**EXTRACT**
┌──

Yihe Fan

Ph.D. Student at Fudan University

I am a Ph.D. student at Fudan University, advised by Prof. Min Yang and Prof. Xudong Pan. I received my undergraduate degree from Tongji University.

My research interests include frontier AI safety, self-evolving agents, and cybersecurity agents. Recently, I focus on how to train better cybersecurity agents that can learn from experience, reuse skills across tasks, and improve reliably in realistic cyber environments.

Email: 25113050213 [AT] m.fudan.edu.cn

Email / Google Scholar
Blog / CV

Research Interests

Frontier AI safety: evaluation awareness, observer effects, and safety behavior in advanced models.
Self-evolving agents: agents that improve from failures, interaction traces, and reusable skill updates.
Cybersecurity agents: training stronger cyber agents for realistic security tasks and benchmarks.

Selected Publications

^† Co-first authors / equal contribution.

CyberEvolver: Structured Self-Evolution for Cybersecurity Agents On the Fly

Yihe Fan, Changyi Li, Lichen Xu, Xudong Pan, Jiarun Dai, Hong Geng, Min Yang

Preprint, 2026

CyberEvolver studies on-policy self-evolution for cybersecurity agents, enabling agents to diagnose failures, refine skills, and improve across benchmarked cyber tasks.

└──

**PARTS OF THE EXERCISE**
- A) Decide whether each statement agrees with the profile page: (i) Yihe Fan earned an undergraduate degree at Fudan University; (ii) CyberEvolver is listed as a 2026 preprint; (iii) one listed research interest is agents that improve from failures and interaction traces. Give yes or no for each, with the deciding words from the profile page quoted.
- B) Resume the profile page of Yihe Fan, picking up right after its last sentence.
Nothing in the region pointing data is needed for this work.

**Region pointing data**

┌──

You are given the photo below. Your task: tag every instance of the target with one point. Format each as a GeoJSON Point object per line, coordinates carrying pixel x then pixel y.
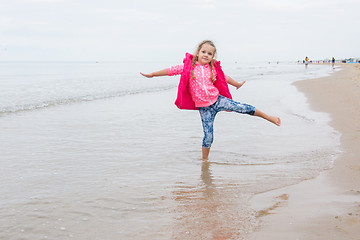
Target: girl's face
{"type": "Point", "coordinates": [206, 54]}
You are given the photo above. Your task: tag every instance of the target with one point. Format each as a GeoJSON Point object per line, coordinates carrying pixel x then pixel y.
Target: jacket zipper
{"type": "Point", "coordinates": [203, 75]}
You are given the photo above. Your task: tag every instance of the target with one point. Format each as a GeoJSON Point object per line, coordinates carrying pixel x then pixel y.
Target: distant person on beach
{"type": "Point", "coordinates": [204, 86]}
{"type": "Point", "coordinates": [306, 62]}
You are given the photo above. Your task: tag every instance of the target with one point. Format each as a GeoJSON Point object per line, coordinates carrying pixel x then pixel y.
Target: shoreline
{"type": "Point", "coordinates": [328, 206]}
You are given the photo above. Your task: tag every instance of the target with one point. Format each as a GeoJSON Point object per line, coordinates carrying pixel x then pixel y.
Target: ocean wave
{"type": "Point", "coordinates": [36, 105]}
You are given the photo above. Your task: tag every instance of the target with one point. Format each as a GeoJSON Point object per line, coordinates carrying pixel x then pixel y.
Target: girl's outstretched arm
{"type": "Point", "coordinates": [234, 83]}
{"type": "Point", "coordinates": [163, 72]}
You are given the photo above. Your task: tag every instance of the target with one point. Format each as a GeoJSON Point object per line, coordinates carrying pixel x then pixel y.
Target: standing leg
{"type": "Point", "coordinates": [207, 115]}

└──

**ANSWERS TO THE PROBLEMS**
- A)
(i) No: "I received my undergraduate degree from Tongji University."
(ii) Yes: "Preprint, 2026"
(iii) Yes: "agents that improve from failures, interaction traces, and reusable skill updates."

- B)
FlowGuard: Towards Lightweight In-Generation Safety Detection for Diffusion Models via Linear Latent Decoding

Jinghan Yang^†, Yihe Fan^†, Xudong Pan, Min Yang

Preprint, 2026

FlowGuard detects unsafe visual content during diffusion generation by using lightweight latent decoding and curriculum learning across diffusion backbones.

Evaluation Faking memory experiment figure

Evaluation Faking: Unveiling Observer Effects in Safety Evaluation of Frontier AI Systems

Yihe Fan^†, Wenqi Zhang^†, Xudong Pan, Min Yang

Preprint, 2026

This work studies how evaluation awareness changes measured safety behavior, including reasoning-based recognition, memory-amplified refusals, and model scale effects.

Self-replication scenarios in LLM-powered AI systems

Large Language Model-Powered AI Systems Achieve Self-Replication with No Human Intervention

Xudong Pan^†, Jiarun Dai^†, Yihe Fan, Minyuan Luo, Changyi Li, Min Yang

arXiv, 2025

A study of self-replication capability in LLM-powered systems and the governance implications of increasingly autonomous frontier AI agents.

Frontier AI Systems Have Surpassed the Self-Replicating Red Line

Xudong Pan, Jiarun Dai, Yihe Fan, Min Yang

arXiv, 2024

This paper studies no-human-assistance self-replication in frontier AI systems and analyzes shutdown avoidance and replica-chain survival behaviors.

Comparison table for multimodal attack types

Unbridled Icarus: A Survey of the Potential Perils of Image Inputs in Multimodal Large Language Model Security

Yihe Fan, Yuxin Cao, Ziyu Zhao, Ziyao Liu, Shaofeng Li

IEEE International Conference on Systems, Man, and Cybernetics, 2024

A survey of security risks introduced by image inputs in multimodal large language models, covering threat models, attack surfaces, and defenses.

Education

2025 - 2030, Ph.D. student, Fudan University, Shanghai, China.
2021 - 2025, Undergraduate student, Tongji University, Shanghai, China.